SET PROBLEM =
Change every "integer pixel coordinates" in the material below to "whole-number pixel coordinates", keeping all other text the same.

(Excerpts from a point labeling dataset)
★ ★ ★ ★ ★ ★ ★

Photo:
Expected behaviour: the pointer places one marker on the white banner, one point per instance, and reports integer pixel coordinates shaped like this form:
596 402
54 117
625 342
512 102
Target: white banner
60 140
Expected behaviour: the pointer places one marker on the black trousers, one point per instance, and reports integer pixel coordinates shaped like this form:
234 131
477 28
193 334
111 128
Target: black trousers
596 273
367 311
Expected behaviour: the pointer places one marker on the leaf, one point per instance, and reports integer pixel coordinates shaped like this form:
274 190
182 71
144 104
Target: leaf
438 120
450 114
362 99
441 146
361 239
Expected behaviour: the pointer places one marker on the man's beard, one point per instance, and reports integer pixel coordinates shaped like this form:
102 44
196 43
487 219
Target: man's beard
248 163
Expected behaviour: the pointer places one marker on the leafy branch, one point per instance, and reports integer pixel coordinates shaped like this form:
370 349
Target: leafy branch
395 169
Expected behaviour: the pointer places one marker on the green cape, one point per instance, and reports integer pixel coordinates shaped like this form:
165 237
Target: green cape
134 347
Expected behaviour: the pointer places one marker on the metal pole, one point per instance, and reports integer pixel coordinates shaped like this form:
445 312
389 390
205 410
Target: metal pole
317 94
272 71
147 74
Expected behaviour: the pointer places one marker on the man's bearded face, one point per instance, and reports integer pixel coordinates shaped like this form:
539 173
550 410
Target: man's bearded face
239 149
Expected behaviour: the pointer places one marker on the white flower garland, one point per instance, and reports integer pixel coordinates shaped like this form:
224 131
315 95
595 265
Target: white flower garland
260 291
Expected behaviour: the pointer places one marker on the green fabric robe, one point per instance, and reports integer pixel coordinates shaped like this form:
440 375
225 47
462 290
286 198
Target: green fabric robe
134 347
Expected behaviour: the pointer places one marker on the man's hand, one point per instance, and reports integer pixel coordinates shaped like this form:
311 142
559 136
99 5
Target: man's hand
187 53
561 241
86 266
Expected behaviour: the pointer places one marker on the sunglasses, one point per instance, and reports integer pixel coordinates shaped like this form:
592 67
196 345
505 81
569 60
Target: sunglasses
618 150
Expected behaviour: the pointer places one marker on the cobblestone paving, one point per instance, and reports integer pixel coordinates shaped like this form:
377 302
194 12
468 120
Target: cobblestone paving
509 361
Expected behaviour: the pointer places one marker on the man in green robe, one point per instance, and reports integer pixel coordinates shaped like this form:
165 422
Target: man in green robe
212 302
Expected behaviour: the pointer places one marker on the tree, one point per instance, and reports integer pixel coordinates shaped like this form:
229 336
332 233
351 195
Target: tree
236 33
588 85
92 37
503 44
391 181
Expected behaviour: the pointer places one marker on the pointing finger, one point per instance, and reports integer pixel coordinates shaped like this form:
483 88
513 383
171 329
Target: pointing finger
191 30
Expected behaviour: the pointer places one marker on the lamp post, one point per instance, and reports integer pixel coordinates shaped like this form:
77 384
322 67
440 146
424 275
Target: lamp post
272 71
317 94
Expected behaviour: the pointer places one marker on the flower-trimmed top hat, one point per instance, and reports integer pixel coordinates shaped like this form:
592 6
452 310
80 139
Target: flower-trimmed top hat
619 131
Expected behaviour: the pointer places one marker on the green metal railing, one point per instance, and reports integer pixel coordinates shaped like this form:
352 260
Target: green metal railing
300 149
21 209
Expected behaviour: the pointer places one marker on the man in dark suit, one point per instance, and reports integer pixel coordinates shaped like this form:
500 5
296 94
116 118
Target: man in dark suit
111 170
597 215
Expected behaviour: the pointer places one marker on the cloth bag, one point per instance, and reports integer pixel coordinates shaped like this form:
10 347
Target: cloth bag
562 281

★ ★ ★ ★ ★ ★ ★

RESPONSE TO THIS TASK =
Photo:
Expected behaviour: the pointer places one marker on the white banner, one point per instance, and reports whole-number pixel coordinates shaped like this form:
596 402
54 117
625 342
512 102
Target: white banner
60 140
Expected behaviour: the pointer places one marker on the black trousers, one point per instance, and reports whole-number pixel coordinates shaped like this form:
234 131
477 28
193 334
111 128
Target: black trousers
596 273
367 311
Expected behaviour: the pointer places one marker on the leaf, one point per instance, and reports whole-number pixel coordinates shaped like this form:
274 190
182 71
144 104
Target: leaf
438 120
450 114
362 99
441 146
361 239
Expected behaviour: the pointer places one marker on the man's beard, one point per instance, and reports whole-number pixel coordinates shaped like this form:
102 44
196 43
487 219
Target: man's beard
248 163
Expected behaviour: the pointer places one marker on the leafy branch, one point per instance, and reports whole-number pixel coordinates shaped like this form:
370 349
Target: leafy branch
395 169
Expected behaviour: the pointer places one marker on the green cape, one point per instance, and reports whole-number pixel coordinates shaped like this form:
165 237
Target: green cape
134 347
Expected behaviour: the pointer places one marker on the metal pole, one point per instance, and reports whole-number pixel coordinates shaped like this form:
445 312
389 390
205 410
Target: metal pole
317 94
272 71
147 74
Expected behaviour: the pointer places one marker on the man's bearded face, one point per instance, and reports whole-number pixel coordinates shaped like this form:
539 173
550 410
Target: man's bearded face
239 149
Expected behaviour: the pointer places one marker on the white flower garland, one point per instance, and reports whole-number pixel coordinates shaped like this form:
224 131
315 95
595 265
Target: white flower garland
260 291
Expected behaviour: the pointer places one marker on the green fabric robe, one point per instance, and reports whole-number pixel coordinates shaped like this form:
440 375
225 47
462 290
286 198
Target: green fabric robe
134 347
Expected behaviour: the pointer places one marker on the man's hand, one point per instance, and reports whole-number pixel coordinates shaped like this form:
311 142
559 136
99 5
Target: man's hand
187 53
561 241
86 266
Expected behaviour: the pointer places one marker on the sunglasses, one point per instance, and reports whole-number pixel coordinates shaped like this form:
592 67
196 345
505 81
569 60
Target: sunglasses
618 150
Expected behaviour: the pointer places one marker on the cobblestone paving, one point per instance, and reports whole-number pixel coordinates shaped like this form:
377 302
194 12
468 120
Target: cobblestone paving
509 361
Expected behaviour: the pointer places one marker on the man in green robe, one point per instance, and reports whole-number pixel coordinates shaped like this form:
165 422
Target: man in green robe
212 302
Expected behaviour: the pointer places one marker on the tree, one point per instance, and reports whole-number pixel coordinates shaped like this form:
229 336
332 233
351 195
Target: tree
236 33
588 85
92 37
503 44
391 181
Expected behaviour: the pointer places one marker on the pointing finger, one point per instance, and reports whole-number pixel coordinates shaped like this form:
483 88
513 383
171 329
Target: pointing finger
191 30
Expected behaviour: the pointer places one marker on the lamp post, one point per instance, and reports whole-number pixel coordinates shaped like this form:
77 384
322 67
440 146
424 275
Target: lamp post
272 71
317 94
Expected behaviour: the pointer places one marker on the flower-trimmed top hat, one point per instance, and reports whole-number pixel coordinates shaped like this form:
592 6
452 310
80 139
Target: flower-trimmed top hat
619 131
Expected behaviour: the pointer places one marker on the green metal railing, one point per instance, and reports whole-number pixel coordinates shaped like this form:
352 260
Target: green metal railing
300 149
21 209
Expected behaviour: the pointer places one marker on the man in dark suit, one point per instance, and reports whole-number pixel coordinates shaped like this form:
500 5
296 94
116 118
Target: man in dark suit
111 170
597 215
Expected behaviour: the pointer places one marker on the cloth bag, one point per instance, and reports whole-number pixel coordinates shaped like this form:
10 347
Target: cloth bag
562 281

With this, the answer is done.